*What the exercise asks:*
In the records, starting with the line that contains "Which spot sits on each instance of the statue of" and going on through the line that contains "x=158 y=141", swap "statue pedestal" for "statue base". Leave everything else unchanged and give back only those lines.

*Data extract:*
§
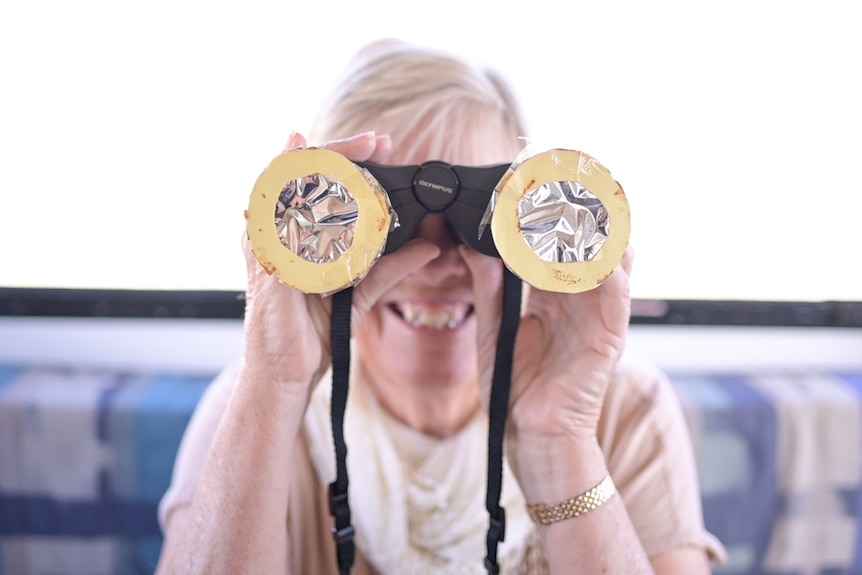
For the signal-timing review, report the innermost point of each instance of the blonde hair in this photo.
(434, 105)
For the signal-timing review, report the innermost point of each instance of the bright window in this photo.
(131, 133)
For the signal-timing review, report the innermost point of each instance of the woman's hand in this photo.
(287, 332)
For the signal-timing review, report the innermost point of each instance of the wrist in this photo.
(550, 470)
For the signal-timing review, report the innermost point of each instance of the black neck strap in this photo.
(498, 410)
(339, 506)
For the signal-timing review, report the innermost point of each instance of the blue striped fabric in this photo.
(86, 455)
(84, 460)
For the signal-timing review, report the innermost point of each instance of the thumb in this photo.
(388, 271)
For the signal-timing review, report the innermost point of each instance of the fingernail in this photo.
(292, 141)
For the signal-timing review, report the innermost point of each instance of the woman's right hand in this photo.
(287, 332)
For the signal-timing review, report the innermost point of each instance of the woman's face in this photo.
(421, 334)
(423, 330)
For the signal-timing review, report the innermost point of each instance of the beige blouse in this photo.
(642, 433)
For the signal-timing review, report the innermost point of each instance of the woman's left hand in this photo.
(566, 350)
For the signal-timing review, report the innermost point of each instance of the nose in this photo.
(449, 263)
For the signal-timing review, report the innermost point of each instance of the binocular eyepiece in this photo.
(320, 222)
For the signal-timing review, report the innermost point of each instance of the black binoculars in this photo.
(320, 221)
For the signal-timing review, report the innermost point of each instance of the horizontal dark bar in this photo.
(29, 515)
(37, 302)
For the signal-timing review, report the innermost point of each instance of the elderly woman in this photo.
(249, 487)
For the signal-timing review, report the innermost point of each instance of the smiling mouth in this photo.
(437, 317)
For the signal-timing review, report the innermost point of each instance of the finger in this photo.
(357, 148)
(295, 141)
(382, 150)
(487, 273)
(390, 270)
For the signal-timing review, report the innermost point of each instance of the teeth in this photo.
(445, 317)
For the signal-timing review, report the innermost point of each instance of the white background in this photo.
(131, 133)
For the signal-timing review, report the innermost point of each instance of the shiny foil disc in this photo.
(305, 223)
(560, 221)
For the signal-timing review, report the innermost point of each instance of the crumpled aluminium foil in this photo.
(316, 218)
(563, 222)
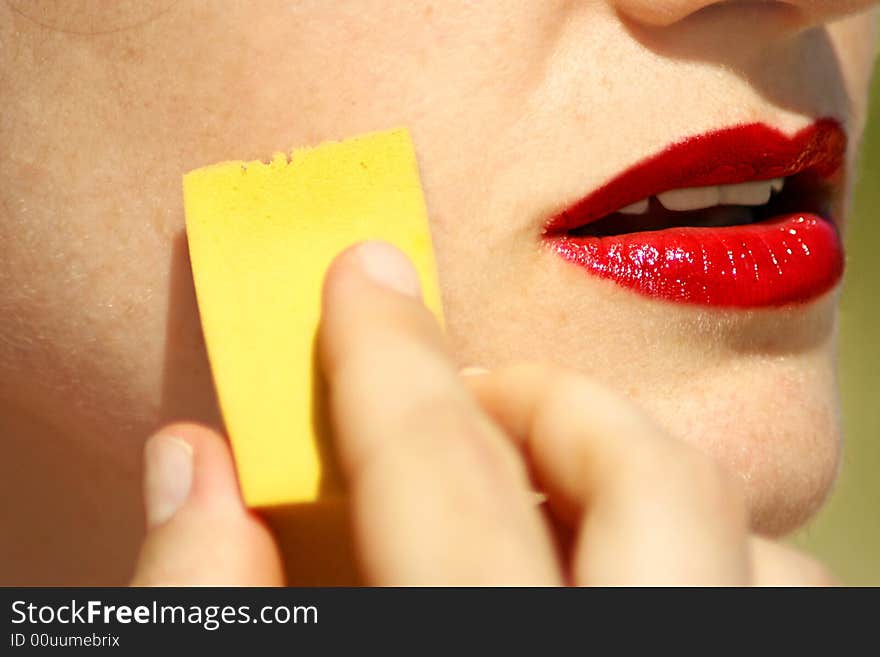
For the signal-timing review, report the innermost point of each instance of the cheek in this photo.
(775, 424)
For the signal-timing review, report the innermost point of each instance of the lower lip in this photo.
(785, 260)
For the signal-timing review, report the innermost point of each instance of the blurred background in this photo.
(846, 534)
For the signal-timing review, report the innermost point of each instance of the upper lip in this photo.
(725, 157)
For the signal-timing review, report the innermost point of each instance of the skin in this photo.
(517, 110)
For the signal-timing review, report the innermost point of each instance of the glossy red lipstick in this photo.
(789, 257)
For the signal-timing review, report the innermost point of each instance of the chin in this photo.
(780, 433)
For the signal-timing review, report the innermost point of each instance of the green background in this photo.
(846, 534)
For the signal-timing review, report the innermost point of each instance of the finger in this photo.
(774, 564)
(199, 531)
(438, 495)
(651, 509)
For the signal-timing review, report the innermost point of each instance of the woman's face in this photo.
(518, 110)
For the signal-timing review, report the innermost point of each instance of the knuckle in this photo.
(448, 431)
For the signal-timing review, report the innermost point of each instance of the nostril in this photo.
(661, 14)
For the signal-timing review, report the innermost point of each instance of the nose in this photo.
(667, 12)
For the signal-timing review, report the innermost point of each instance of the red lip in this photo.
(790, 258)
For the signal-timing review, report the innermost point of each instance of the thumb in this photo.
(199, 532)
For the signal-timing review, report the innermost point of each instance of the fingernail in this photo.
(168, 467)
(388, 267)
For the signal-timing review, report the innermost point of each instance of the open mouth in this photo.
(740, 218)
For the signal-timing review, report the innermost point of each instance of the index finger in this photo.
(439, 495)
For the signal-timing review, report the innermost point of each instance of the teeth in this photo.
(699, 198)
(691, 198)
(636, 208)
(751, 193)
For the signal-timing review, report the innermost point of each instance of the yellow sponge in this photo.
(261, 236)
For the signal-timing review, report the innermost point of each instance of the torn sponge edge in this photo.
(261, 237)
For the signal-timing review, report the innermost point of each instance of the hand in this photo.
(441, 470)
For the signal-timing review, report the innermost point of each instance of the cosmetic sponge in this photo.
(261, 237)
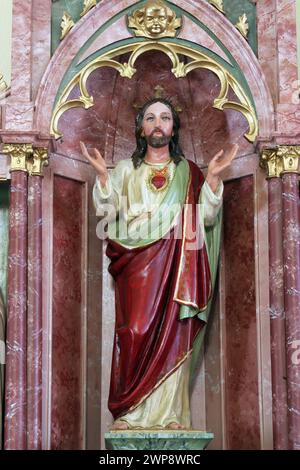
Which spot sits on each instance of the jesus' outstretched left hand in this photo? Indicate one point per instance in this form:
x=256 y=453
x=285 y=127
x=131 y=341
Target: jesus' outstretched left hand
x=218 y=163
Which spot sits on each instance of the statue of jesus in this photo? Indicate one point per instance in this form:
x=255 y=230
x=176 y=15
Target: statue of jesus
x=164 y=267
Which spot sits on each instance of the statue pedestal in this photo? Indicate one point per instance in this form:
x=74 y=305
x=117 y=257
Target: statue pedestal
x=157 y=440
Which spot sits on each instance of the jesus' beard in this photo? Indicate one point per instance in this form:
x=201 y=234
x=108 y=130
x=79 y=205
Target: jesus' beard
x=158 y=141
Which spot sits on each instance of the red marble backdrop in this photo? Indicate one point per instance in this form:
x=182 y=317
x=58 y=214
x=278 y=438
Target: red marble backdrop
x=67 y=319
x=109 y=124
x=241 y=366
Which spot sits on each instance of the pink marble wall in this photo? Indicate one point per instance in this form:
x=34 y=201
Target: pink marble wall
x=109 y=125
x=241 y=369
x=66 y=408
x=277 y=47
x=41 y=41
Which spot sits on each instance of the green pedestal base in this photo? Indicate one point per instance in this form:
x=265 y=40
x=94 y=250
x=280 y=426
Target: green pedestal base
x=157 y=440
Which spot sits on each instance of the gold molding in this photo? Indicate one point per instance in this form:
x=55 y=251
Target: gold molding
x=26 y=158
x=66 y=25
x=242 y=25
x=179 y=69
x=280 y=160
x=87 y=6
x=155 y=20
x=217 y=4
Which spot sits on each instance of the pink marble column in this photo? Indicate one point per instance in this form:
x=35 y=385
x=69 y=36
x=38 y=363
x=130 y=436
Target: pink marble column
x=291 y=255
x=278 y=354
x=34 y=317
x=16 y=387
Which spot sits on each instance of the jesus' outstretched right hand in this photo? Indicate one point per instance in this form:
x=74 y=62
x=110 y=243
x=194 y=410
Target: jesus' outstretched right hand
x=98 y=163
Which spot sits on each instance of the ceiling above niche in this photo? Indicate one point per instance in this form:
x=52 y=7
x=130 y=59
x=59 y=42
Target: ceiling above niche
x=190 y=31
x=232 y=9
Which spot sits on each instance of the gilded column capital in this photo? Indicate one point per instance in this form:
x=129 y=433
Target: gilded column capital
x=39 y=160
x=280 y=160
x=289 y=155
x=19 y=153
x=25 y=157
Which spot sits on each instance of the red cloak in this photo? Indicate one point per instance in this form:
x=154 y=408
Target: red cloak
x=151 y=283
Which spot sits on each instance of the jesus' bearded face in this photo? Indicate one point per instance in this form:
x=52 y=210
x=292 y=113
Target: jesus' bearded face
x=158 y=125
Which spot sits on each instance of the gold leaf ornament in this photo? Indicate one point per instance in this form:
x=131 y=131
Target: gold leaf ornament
x=87 y=6
x=217 y=4
x=242 y=25
x=66 y=25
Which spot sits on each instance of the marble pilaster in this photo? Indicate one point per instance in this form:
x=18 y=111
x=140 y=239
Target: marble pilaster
x=277 y=317
x=16 y=386
x=291 y=256
x=34 y=318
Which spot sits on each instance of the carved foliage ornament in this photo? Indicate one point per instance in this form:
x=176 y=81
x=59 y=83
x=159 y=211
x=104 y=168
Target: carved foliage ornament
x=155 y=20
x=26 y=158
x=280 y=160
x=218 y=4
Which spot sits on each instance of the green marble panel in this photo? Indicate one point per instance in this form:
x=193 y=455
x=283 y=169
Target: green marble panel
x=59 y=7
x=4 y=205
x=234 y=9
x=157 y=440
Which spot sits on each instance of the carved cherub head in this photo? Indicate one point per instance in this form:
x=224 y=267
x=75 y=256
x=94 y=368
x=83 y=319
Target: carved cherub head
x=155 y=20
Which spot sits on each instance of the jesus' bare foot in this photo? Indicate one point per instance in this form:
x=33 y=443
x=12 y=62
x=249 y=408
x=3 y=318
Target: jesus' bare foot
x=175 y=426
x=119 y=425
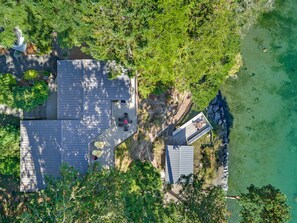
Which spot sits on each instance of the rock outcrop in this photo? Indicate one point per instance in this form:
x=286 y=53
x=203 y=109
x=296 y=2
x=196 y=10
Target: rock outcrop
x=217 y=111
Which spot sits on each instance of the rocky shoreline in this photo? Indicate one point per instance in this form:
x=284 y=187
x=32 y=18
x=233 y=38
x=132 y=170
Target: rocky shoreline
x=217 y=113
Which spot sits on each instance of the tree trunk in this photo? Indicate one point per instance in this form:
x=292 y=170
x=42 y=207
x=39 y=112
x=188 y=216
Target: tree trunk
x=233 y=197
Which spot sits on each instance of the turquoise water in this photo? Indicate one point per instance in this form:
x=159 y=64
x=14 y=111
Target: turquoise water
x=263 y=105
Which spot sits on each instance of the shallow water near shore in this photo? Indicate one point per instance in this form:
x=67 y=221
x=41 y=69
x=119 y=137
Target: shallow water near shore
x=263 y=107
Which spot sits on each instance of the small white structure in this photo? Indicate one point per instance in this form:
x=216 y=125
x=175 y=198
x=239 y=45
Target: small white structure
x=192 y=130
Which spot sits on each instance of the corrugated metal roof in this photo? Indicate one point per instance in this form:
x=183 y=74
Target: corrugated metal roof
x=179 y=161
x=84 y=109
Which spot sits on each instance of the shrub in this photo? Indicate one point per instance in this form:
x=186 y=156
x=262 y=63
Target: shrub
§
*Written solution:*
Which spot sits on each instance of the statue of jesus in this photo? Indicate one point per instance in this form:
x=255 y=230
x=176 y=15
Target: statue of jesus
x=164 y=267
Which spot sits on each instance of the statue base in this photo? Indicate one point per instance in this form:
x=74 y=305
x=117 y=257
Target: statue base
x=157 y=440
Which spot sits on each instance of the jesus' beard in this photo? Indicate one point per instance in this form:
x=201 y=234
x=108 y=130
x=79 y=205
Target: jesus' beard
x=158 y=141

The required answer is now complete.